RECORDS FOR THE EXERCISE
****************************************

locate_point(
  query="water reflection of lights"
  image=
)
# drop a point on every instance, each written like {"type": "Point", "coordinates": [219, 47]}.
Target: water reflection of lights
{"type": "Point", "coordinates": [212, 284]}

****************************************

GOAL OF THE EXERCISE
Please rewrite all of the material above, substituting "reflected lights on water" for each occurrence of "water reflection of lights" and leaving everything else as it is.

WRITTEN SOLUTION
locate_point(
  query="reflected lights on water"
  image=
)
# drop a point on every instance, each written like {"type": "Point", "coordinates": [219, 47]}.
Target: reflected lights on water
{"type": "Point", "coordinates": [212, 284]}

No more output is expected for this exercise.